▶ TEXT:
[Start of Attachment]

As it happens, conservative as well as liberal legal analysts have dismissed the reasoning behind the Republican attorneys general’s argument. But as Rovner notes, Ginsburg’s death has created some real suspense:

[W]ithout Ginsburg, the case could wind up in a 4-4 tie, even if Roberts supports the law’s constitutionality. That could let the lower-court ruling stand, although it would not be binding on other courts outside the 5th Circuit.


The court could also put off the arguments or, if the Republican Senate replaces Ginsburg with another conservative justice before arguments are heard, Republicans could secure a 5-4 ruling against the law.

As my colleague Jonathan Chait has observed, nothing’s impossible:

In a post-Ginsburg world, there is no such thing as a right-wing legal theory so absurd that its chances of success can be dismissed out of hand. Now there is real legal drama.

If the Court does strike down Obamacare, perhaps a Democratic Congress and president could repair the damage or move beyond the ACA altogether. But in the interim, the health-care system would be in terrible disarray.

LGBTQ Rights and Religious Liberty

Part of the urgency many conservative Christians feel about this vacancy stems from the angry disappointment many felt when Trump’s first Supreme Court appointee, Neil Gorsuch, penned the majority opinion in Bostock v. Clayton County, a landmark decision that federal employment discrimination laws do indeed protect LGBTQ folk. But since Roberts voted with Gorsuch in this case, flipping one SCOTUS seat wouldn’t reverse it, even if the Court was inclined to ignore so recent a precedent.

But opponents of LGBTQ rights may take cheer from the likelihood that Ginsburg’s replacement will increase the conservative majority’s already strong inclination to expand both constitutional and statutory “religious liberty” rights to discriminate in situations where the believer (including even certain private corporations) is citing a faith principle or the prerogatives of a religious institution to justify discriminatory behavior.

Voting Rights and Election Integrity

As with religious liberty considerations, the conservative majority’s disdain for voting rights (e.g., the gutting of the Voting Rights Act in 2013 and the more recent refusal to disturb partisan gerrymandering in 2019) is likely to grow stronger with a third Trump justice — though the former problem could and perhaps would be repaired legislatively if Democrats retake the White House and the Senate.

[End of Attachment]

▶ DATA SECTION:
[Start of Attachment]

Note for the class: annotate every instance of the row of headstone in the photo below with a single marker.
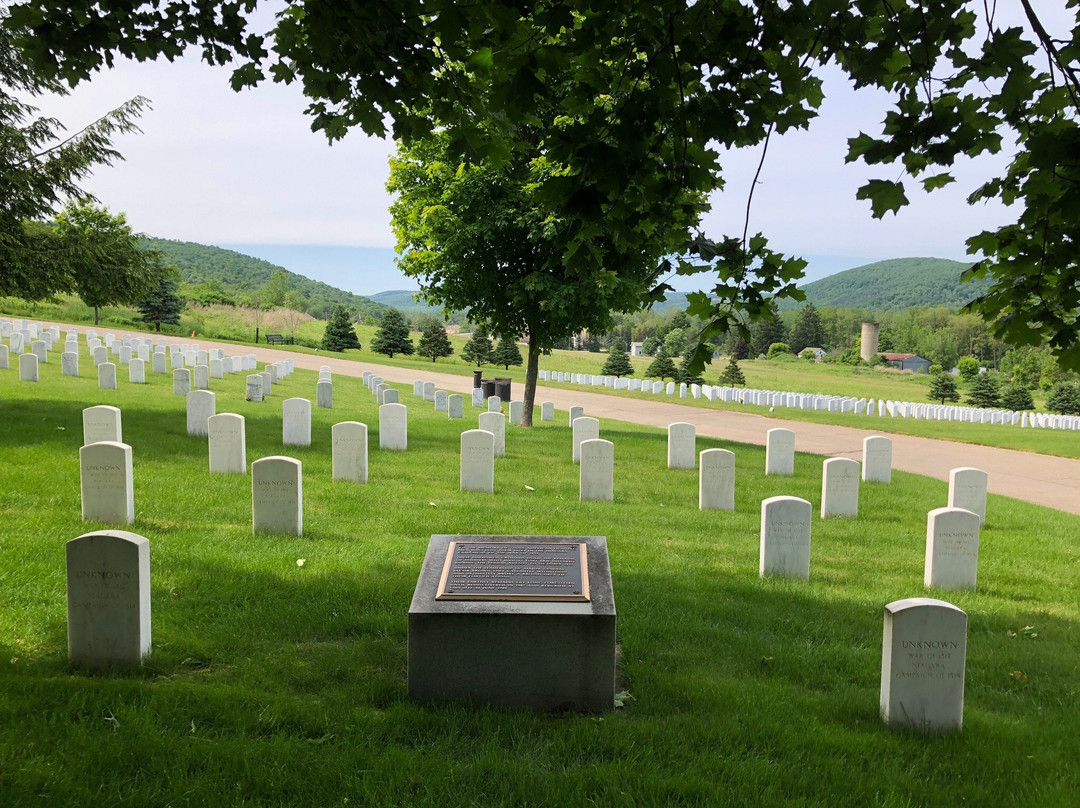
(841, 404)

[End of Attachment]

▶ YOUR INSTRUCTIONS:
Set down the stretch of the Supreme Court text from "Part of the" through "recent a precedent.", copying it word for word.

▶ EXPECTED OUTPUT:
Part of the urgency many conservative Christians feel about this vacancy stems from the angry disappointment many felt when Trump’s first Supreme Court appointee, Neil Gorsuch, penned the majority opinion in Bostock v. Clayton County, a landmark decision that federal employment discrimination laws do indeed protect LGBTQ folk. But since Roberts voted with Gorsuch in this case, flipping one SCOTUS seat wouldn’t reverse it, even if the Court was inclined to ignore so recent a precedent.